- What to produce: Reproduce the records below without any changes, from the line containing "Ground every police car side" up to and including the line containing "0, 56, 100, 66".
● ● ●
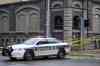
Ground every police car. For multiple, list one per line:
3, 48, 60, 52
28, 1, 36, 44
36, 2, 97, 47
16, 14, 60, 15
2, 38, 71, 60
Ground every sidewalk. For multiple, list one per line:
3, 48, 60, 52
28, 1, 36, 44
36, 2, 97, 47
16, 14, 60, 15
66, 49, 100, 60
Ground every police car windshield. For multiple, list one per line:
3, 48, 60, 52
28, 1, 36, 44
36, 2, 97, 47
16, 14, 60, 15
24, 38, 37, 44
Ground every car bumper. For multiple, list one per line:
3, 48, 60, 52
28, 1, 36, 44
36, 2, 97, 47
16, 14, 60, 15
11, 50, 25, 59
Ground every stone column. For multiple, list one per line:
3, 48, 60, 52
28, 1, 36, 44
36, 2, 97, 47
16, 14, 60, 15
64, 0, 72, 42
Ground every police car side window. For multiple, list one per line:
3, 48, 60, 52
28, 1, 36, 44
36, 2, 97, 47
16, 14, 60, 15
37, 41, 48, 45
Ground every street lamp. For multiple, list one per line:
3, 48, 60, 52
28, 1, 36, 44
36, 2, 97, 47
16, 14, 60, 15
46, 0, 51, 37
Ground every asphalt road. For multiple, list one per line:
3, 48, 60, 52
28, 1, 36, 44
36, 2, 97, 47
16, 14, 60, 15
0, 56, 100, 66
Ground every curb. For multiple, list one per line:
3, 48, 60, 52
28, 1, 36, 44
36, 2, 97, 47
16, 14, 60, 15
65, 56, 100, 60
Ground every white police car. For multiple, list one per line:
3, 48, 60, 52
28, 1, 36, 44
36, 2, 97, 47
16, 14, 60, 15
2, 38, 71, 60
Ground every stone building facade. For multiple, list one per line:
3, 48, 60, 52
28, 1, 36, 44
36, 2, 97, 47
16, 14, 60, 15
0, 0, 100, 46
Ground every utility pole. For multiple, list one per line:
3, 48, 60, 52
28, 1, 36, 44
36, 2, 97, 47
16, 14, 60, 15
46, 0, 51, 37
86, 0, 89, 38
80, 0, 84, 50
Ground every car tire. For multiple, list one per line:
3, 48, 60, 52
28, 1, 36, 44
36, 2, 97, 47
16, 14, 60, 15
24, 51, 33, 61
57, 51, 65, 59
10, 57, 16, 61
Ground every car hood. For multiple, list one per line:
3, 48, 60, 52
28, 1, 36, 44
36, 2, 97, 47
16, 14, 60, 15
11, 44, 33, 49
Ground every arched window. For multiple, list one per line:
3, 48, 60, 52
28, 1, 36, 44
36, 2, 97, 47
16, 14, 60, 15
54, 16, 63, 30
73, 16, 81, 29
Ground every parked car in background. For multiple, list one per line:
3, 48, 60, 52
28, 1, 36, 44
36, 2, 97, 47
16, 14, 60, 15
2, 38, 71, 60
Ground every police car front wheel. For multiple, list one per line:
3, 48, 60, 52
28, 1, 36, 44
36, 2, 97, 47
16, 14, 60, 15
24, 51, 33, 61
57, 51, 65, 59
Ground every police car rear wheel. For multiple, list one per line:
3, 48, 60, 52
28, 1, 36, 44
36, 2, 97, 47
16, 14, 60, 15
57, 51, 65, 59
10, 57, 16, 60
24, 51, 33, 61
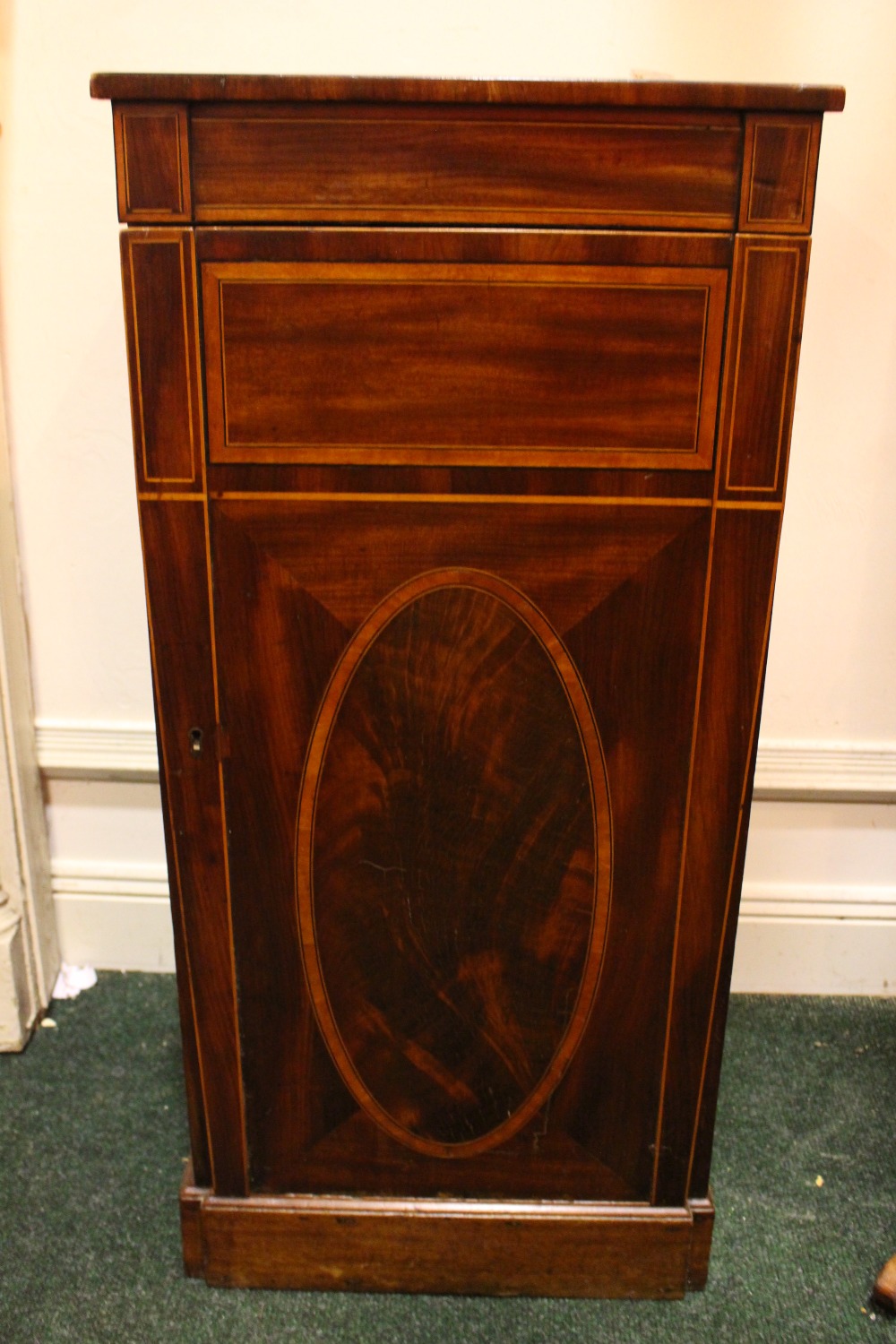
● ● ●
- Result:
Ground every police car side window. For multiple, list one per line:
3, 48, 60, 52
28, 1, 36, 44
36, 2, 97, 47
16, 14, 60, 15
37, 41, 48, 45
Ground every street lamp. For multiple, list one per line:
3, 48, 60, 52
28, 1, 36, 44
36, 2, 97, 47
16, 14, 60, 15
46, 0, 51, 37
Ground every asphalt road. For multiple, list one per line:
3, 48, 60, 52
28, 1, 36, 44
36, 2, 97, 47
16, 14, 60, 15
0, 56, 100, 66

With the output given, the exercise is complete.